TASK DETAILS
Print the entries below in their entirety, exactly as they are written.

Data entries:
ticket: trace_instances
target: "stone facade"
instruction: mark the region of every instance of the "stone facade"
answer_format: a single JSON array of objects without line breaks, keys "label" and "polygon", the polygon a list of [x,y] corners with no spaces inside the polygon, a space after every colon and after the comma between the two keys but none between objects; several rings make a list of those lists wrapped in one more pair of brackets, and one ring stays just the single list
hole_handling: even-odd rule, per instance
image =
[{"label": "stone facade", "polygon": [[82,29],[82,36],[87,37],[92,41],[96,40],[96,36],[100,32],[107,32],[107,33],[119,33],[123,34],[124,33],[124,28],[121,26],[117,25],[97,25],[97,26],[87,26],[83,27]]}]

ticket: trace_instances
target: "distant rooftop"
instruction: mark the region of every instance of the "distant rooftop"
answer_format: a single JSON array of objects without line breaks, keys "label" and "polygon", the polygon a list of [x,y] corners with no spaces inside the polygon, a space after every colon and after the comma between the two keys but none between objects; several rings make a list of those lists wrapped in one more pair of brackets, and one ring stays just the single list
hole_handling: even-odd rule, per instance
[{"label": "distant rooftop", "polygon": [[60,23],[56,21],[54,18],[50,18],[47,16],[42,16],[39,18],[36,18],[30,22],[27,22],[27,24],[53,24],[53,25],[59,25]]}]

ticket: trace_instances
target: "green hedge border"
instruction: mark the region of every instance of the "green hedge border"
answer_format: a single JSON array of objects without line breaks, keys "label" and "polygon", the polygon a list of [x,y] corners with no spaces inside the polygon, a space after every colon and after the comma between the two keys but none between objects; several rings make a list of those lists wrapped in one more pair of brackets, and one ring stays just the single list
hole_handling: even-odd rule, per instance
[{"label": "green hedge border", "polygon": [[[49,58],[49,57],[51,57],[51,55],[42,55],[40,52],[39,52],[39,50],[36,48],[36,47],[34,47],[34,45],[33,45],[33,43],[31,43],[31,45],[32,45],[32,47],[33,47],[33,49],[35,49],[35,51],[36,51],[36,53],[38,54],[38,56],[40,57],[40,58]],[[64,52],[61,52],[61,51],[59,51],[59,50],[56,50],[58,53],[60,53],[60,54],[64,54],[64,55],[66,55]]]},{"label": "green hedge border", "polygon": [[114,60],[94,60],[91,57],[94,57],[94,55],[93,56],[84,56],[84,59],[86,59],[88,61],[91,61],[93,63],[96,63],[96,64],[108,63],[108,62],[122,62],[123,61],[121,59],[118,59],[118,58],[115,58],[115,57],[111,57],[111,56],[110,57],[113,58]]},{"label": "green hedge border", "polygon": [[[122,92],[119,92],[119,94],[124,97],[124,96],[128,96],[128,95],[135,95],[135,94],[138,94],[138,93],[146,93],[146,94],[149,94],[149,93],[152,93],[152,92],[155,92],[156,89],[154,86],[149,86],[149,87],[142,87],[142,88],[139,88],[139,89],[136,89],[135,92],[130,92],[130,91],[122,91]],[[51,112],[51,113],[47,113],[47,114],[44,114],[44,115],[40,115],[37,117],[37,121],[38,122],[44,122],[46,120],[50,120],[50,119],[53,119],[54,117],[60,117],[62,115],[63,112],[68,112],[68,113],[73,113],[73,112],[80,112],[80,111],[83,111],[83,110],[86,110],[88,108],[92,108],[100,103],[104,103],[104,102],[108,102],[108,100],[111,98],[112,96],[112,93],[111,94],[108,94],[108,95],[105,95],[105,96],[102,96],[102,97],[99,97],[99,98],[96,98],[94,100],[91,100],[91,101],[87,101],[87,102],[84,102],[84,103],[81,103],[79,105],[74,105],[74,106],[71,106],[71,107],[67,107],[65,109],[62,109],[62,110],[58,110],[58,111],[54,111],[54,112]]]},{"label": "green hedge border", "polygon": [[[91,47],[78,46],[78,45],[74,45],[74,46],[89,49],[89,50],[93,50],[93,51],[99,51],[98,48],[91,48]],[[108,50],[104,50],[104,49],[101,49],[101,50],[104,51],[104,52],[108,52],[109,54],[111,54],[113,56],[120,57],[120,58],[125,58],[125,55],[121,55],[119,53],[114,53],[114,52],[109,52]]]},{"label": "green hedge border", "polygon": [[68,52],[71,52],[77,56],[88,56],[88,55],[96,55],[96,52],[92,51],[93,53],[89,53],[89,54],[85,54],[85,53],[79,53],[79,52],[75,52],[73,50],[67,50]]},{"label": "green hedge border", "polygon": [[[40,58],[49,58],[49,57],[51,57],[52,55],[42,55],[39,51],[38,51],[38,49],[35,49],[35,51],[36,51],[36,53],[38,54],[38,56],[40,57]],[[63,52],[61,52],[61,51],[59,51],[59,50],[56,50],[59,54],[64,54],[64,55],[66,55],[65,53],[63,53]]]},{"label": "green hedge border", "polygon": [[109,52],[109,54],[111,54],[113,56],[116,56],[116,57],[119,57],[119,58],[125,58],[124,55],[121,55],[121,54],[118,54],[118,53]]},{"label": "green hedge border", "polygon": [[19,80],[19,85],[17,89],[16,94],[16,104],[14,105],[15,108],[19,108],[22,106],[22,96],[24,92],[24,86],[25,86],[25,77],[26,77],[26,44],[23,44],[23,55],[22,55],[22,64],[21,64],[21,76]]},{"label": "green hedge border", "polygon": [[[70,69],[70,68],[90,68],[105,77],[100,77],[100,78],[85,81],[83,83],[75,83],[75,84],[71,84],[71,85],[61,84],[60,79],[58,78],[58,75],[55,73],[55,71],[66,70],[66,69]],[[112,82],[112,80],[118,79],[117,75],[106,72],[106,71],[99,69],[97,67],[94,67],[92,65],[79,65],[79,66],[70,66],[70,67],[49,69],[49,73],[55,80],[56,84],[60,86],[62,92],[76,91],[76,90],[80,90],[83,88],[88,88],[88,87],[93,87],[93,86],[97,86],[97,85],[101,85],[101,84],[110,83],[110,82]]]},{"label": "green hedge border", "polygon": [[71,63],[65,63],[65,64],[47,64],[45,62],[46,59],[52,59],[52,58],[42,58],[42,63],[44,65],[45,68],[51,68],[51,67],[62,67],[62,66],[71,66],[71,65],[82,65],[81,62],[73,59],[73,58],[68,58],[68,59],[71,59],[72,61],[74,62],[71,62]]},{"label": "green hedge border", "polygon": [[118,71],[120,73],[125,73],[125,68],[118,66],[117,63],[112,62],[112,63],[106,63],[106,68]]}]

RESPONSE TO THIS TASK
ticket: trace_instances
target: "stone facade"
instruction: mark the region of every instance of the "stone facade"
answer_format: a single JSON array of objects without line breaks, keys "label" and "polygon", the polygon a list of [x,y] corners with no spaces inside the polygon, a space after every colon and after the comma between the two keys but none between objects; several rings make a list of those lists wrapped in one more pair of brackets, and one ring stays just the single list
hole_handling: even-odd rule, per instance
image =
[{"label": "stone facade", "polygon": [[82,29],[82,36],[87,37],[92,41],[96,40],[96,36],[100,32],[107,32],[107,33],[119,33],[123,34],[124,33],[124,28],[121,26],[117,25],[97,25],[97,26],[87,26],[83,27]]}]

ticket: trace_instances
target: "distant rooftop"
instruction: mark the region of every instance of the "distant rooftop"
answer_format: a single JSON array of objects without line breaks, keys "label" and "polygon", the polygon a list of [x,y] corners with no spaces inside the polygon, a space after every colon and after the comma between the two keys but none between objects; several rings make a list of those lists wrapped in one more pair of brackets, and one ring stays just the single list
hole_handling: even-odd rule, per instance
[{"label": "distant rooftop", "polygon": [[60,23],[56,21],[54,18],[50,18],[47,16],[42,16],[39,18],[36,18],[30,22],[27,22],[27,24],[53,24],[53,25],[59,25]]}]

ticket: trace_instances
target: "green hedge border"
instruction: mark the region of every instance of the "green hedge border"
answer_format: a single JSON array of objects without line breaks, keys "label" and "polygon", the polygon a list of [x,y] corners with no spaces inside the polygon, a space after every colon and after the comma between the two keys but none between objects; several rings make a list of those lists wrapped in one more pair of brackets, and one ring stays just the single list
hole_handling: even-odd rule, per instance
[{"label": "green hedge border", "polygon": [[[49,58],[49,57],[51,57],[51,55],[42,55],[40,52],[39,52],[39,50],[36,48],[36,47],[34,47],[34,45],[33,45],[33,43],[31,43],[31,45],[32,45],[32,47],[33,47],[33,49],[35,49],[35,51],[36,51],[36,53],[38,54],[38,56],[40,57],[40,58]],[[64,52],[61,52],[61,51],[59,51],[59,50],[56,50],[58,53],[60,53],[60,54],[64,54],[64,55],[66,55]]]},{"label": "green hedge border", "polygon": [[114,60],[94,60],[91,57],[94,57],[94,55],[93,56],[84,56],[84,59],[86,59],[88,61],[91,61],[93,63],[96,63],[96,64],[108,63],[108,62],[122,62],[123,61],[121,59],[118,59],[118,58],[115,58],[115,57],[111,57],[111,56],[110,57],[113,58]]},{"label": "green hedge border", "polygon": [[[122,92],[119,92],[119,94],[124,97],[124,96],[128,96],[128,95],[135,95],[135,94],[138,94],[138,93],[146,93],[146,94],[149,94],[149,93],[152,93],[152,92],[155,92],[156,89],[154,86],[149,86],[149,87],[142,87],[142,88],[139,88],[139,89],[136,89],[135,92],[130,92],[130,91],[122,91]],[[51,112],[51,113],[47,113],[47,114],[44,114],[44,115],[40,115],[37,117],[37,121],[38,122],[44,122],[46,120],[50,120],[50,119],[53,119],[54,117],[60,117],[62,115],[63,112],[68,112],[68,113],[73,113],[73,112],[80,112],[80,111],[83,111],[83,110],[86,110],[88,108],[92,108],[100,103],[104,103],[104,102],[108,102],[108,100],[111,98],[112,96],[112,93],[111,94],[108,94],[108,95],[105,95],[105,96],[102,96],[102,97],[99,97],[99,98],[96,98],[94,100],[91,100],[91,101],[87,101],[87,102],[84,102],[84,103],[81,103],[79,105],[74,105],[74,106],[71,106],[71,107],[67,107],[65,109],[62,109],[62,110],[58,110],[58,111],[54,111],[54,112]]]},{"label": "green hedge border", "polygon": [[[91,47],[78,46],[78,45],[74,45],[74,46],[89,49],[89,50],[93,50],[93,51],[99,51],[98,48],[91,48]],[[108,50],[104,50],[104,49],[101,49],[101,50],[104,51],[104,52],[108,52],[109,54],[111,54],[113,56],[120,57],[120,58],[125,58],[125,55],[121,55],[119,53],[114,53],[114,52],[109,52]]]},{"label": "green hedge border", "polygon": [[68,52],[71,52],[77,56],[88,56],[88,55],[96,55],[96,52],[92,51],[93,53],[89,53],[89,54],[85,54],[85,53],[79,53],[79,52],[75,52],[73,50],[67,50]]},{"label": "green hedge border", "polygon": [[[40,58],[49,58],[49,57],[51,57],[52,55],[42,55],[39,51],[38,51],[38,49],[35,49],[35,51],[36,51],[36,53],[38,54],[38,56],[40,57]],[[63,52],[61,52],[61,51],[59,51],[59,50],[56,50],[59,54],[64,54],[64,55],[66,55],[65,53],[63,53]]]},{"label": "green hedge border", "polygon": [[109,52],[109,54],[111,54],[113,56],[116,56],[116,57],[119,57],[119,58],[125,58],[124,55],[121,55],[121,54],[118,54],[118,53]]},{"label": "green hedge border", "polygon": [[19,80],[19,85],[17,89],[16,94],[16,104],[14,105],[15,108],[19,108],[22,106],[22,96],[24,92],[24,86],[25,86],[25,77],[26,77],[26,44],[23,44],[23,55],[22,55],[22,64],[21,64],[21,76]]},{"label": "green hedge border", "polygon": [[[70,69],[70,68],[90,68],[105,77],[100,77],[100,78],[85,81],[83,83],[75,83],[75,84],[71,84],[71,85],[61,84],[60,79],[58,78],[58,75],[55,73],[55,71],[66,70],[66,69]],[[112,82],[112,80],[118,79],[117,75],[106,72],[106,71],[99,69],[97,67],[94,67],[92,65],[79,65],[79,66],[70,66],[70,67],[49,69],[49,73],[55,80],[56,84],[60,86],[62,92],[76,91],[76,90],[80,90],[83,88],[88,88],[88,87],[93,87],[93,86],[97,86],[97,85],[101,85],[101,84],[110,83],[110,82]]]},{"label": "green hedge border", "polygon": [[71,63],[65,63],[65,64],[47,64],[45,62],[46,59],[52,59],[52,58],[42,58],[42,63],[44,65],[45,68],[51,68],[51,67],[62,67],[62,66],[71,66],[71,65],[82,65],[81,62],[73,59],[73,58],[68,58],[68,59],[71,59],[72,61],[74,62],[71,62]]},{"label": "green hedge border", "polygon": [[118,71],[120,73],[125,73],[125,68],[118,66],[117,63],[112,62],[112,63],[106,63],[106,68]]}]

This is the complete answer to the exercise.